THE TASK:
Transcribe exactly, and only, the lines that fall between the line containing "column 81, row 120" and the last line of the material, both ends included, omitting any pictures.

SUPPLIED DATA:
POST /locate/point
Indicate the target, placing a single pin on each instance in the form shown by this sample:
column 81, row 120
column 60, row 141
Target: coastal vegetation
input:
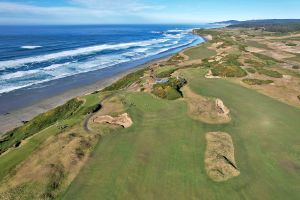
column 254, row 81
column 200, row 52
column 126, row 81
column 15, row 137
column 170, row 89
column 217, row 130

RESPONSE FOR THIS EXERCISE:
column 81, row 120
column 60, row 141
Target: coastal vegetation
input:
column 254, row 81
column 200, row 52
column 126, row 81
column 15, row 137
column 170, row 89
column 217, row 130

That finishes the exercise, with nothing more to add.